La bibliothèque est en feu !
René Char aurait eu cent ans le 14 juin. Auteur d’un recueil prémonitoire, « La bibliothèque est en feu », son itinéraire (en particulier ses relations avec les peintres) est exposé à la Bibliothèque nationale de France, à Paris, jusqu’au 29 juillet. Si le nom de Guy Môquet sera célébré à chaque rentrée scolaire, sur décision du président Sarkozy, un hommage tout particulier mérite d’être donné à l’immense René Char, poète, résistant, insurgé, auteur d’une œuvre conséquente, le premier poète à se voir publié de son vivant dans la prestigieuse collection La Pléiade.

« La Bibliothèque est en feu » fut à l’origine un message codé de la Résistance qui annonçait un parachutage. Aujourd’hui, le poète met le feu à la Bibliothèque nationale de France. Et qui empêchera ce colosse d’un mètre quatre-vint-douze de le faire ?

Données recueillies
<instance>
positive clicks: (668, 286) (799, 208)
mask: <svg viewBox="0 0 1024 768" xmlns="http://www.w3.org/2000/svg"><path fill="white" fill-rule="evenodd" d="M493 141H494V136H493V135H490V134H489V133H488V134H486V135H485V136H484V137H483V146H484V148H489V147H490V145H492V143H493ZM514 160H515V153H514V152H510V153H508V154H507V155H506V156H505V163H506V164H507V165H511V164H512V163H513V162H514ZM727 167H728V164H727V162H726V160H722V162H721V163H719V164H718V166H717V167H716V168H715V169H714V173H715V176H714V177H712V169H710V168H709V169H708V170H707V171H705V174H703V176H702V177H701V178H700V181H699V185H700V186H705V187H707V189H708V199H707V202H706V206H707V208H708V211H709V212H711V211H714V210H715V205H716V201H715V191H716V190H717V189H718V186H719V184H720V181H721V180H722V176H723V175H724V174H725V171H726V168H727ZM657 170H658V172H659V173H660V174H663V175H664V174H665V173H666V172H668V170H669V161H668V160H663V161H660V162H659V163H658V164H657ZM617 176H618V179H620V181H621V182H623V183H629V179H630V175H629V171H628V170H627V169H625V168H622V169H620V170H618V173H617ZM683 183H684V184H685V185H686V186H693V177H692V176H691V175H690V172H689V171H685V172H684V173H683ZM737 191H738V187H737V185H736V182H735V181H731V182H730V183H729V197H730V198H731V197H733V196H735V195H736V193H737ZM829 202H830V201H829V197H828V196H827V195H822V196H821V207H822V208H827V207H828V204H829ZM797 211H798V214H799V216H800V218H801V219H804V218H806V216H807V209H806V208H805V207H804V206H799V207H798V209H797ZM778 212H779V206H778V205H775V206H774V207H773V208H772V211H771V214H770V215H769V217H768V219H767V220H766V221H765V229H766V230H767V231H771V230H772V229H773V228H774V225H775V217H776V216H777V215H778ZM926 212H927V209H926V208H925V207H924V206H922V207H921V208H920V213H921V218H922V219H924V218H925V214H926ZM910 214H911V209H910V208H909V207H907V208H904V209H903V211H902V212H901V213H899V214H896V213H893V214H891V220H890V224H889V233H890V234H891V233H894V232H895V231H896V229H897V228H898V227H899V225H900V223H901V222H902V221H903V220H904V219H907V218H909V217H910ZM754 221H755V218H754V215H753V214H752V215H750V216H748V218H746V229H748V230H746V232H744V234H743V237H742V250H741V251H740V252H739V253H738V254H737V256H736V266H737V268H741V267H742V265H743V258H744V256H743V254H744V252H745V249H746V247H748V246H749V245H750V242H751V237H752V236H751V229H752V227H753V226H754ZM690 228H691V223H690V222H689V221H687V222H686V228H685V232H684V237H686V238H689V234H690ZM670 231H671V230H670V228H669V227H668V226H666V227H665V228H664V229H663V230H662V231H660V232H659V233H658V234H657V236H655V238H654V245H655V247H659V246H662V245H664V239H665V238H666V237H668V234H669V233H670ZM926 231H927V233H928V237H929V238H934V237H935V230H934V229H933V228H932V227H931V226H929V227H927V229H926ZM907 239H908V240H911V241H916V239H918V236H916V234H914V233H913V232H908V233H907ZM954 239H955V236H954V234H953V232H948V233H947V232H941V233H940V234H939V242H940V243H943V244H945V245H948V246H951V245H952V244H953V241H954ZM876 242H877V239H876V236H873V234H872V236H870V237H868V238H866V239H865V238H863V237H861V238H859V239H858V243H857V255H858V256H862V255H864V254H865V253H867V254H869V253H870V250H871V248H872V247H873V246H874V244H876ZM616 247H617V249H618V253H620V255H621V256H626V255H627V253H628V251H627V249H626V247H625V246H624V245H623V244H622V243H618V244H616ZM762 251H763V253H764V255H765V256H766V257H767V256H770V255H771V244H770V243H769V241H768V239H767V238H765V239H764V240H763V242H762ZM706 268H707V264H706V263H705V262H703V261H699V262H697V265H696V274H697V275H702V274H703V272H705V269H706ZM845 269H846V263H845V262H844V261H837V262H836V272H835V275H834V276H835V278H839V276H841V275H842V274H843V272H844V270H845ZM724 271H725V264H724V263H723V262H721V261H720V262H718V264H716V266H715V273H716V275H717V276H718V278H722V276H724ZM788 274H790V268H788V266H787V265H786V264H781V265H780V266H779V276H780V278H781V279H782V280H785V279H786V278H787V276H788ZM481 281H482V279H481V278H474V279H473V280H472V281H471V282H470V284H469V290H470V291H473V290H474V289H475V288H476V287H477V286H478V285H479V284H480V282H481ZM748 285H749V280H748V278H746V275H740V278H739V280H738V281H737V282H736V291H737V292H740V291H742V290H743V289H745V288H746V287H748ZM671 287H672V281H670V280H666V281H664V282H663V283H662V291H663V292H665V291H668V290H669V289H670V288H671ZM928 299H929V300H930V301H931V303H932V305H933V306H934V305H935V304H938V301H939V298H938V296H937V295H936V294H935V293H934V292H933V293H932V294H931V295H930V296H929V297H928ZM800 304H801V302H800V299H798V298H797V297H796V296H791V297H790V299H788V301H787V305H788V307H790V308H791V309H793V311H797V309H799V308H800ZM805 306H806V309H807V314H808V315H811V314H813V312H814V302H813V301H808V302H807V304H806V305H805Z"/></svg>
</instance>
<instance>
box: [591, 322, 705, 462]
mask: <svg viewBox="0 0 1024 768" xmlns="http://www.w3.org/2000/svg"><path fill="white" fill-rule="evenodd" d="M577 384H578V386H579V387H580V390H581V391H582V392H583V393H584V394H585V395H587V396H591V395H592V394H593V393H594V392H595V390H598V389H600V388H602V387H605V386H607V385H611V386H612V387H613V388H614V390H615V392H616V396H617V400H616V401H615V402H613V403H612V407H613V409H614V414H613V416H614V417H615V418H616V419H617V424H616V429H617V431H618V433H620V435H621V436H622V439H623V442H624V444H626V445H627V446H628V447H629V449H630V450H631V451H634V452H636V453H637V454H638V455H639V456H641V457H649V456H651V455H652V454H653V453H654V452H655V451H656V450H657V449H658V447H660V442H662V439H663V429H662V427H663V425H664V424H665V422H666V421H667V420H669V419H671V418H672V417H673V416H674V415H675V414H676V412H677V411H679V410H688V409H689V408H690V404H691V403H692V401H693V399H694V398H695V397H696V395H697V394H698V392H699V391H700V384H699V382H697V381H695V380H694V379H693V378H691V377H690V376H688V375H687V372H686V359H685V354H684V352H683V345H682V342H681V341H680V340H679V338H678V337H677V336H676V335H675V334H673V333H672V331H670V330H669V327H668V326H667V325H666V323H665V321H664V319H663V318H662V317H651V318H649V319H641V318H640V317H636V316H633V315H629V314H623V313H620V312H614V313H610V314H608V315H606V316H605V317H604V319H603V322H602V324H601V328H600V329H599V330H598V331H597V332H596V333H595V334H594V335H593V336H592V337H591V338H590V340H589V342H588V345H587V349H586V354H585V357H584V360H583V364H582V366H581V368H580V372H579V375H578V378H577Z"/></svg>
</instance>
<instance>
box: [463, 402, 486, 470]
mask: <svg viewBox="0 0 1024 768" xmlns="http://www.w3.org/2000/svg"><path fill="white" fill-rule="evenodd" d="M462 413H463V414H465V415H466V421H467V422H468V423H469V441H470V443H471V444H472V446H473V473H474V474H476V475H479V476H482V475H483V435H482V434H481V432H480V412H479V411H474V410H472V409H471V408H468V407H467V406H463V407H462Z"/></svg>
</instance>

> _Liste des activités_
1. Répondez aux questions suivantes d'après le texte sur René Char.
(a) Jusqu'à quelle date l'exposition de la Bibliothèque nationale de France est-elle ouverte ?
(b) Dans quelle collection René Char a-t-il été le premier poète publié de son vivant ?
(c) Qu'annonçait à l'origine le message codé « La Bibliothèque est en feu » ?
2. Recopiez le passage du texte sur René Char qui s'ouvre sur les mots contenant « René Char aurait » et se ferme sur « collection La Pléiade. ».

> _Corrigé des exercices_
1.
(a) Jusqu'au 29 juillet.
(b) La Pléiade.
(c) Un parachutage.

2.
René Char aurait eu cent ans le 14 juin. Auteur d’un recueil prémonitoire, « La bibliothèque est en feu », son itinéraire (en particulier ses relations avec les peintres) est exposé à la Bibliothèque nationale de France, à Paris, jusqu’au 29 juillet. Si le nom de Guy Môquet sera célébré à chaque rentrée scolaire, sur décision du président Sarkozy, un hommage tout particulier mérite d’être donné à l’immense René Char, poète, résistant, insurgé, auteur d’une œuvre conséquente, le premier poète à se voir publié de son vivant dans la prestigieuse collection La Pléiade.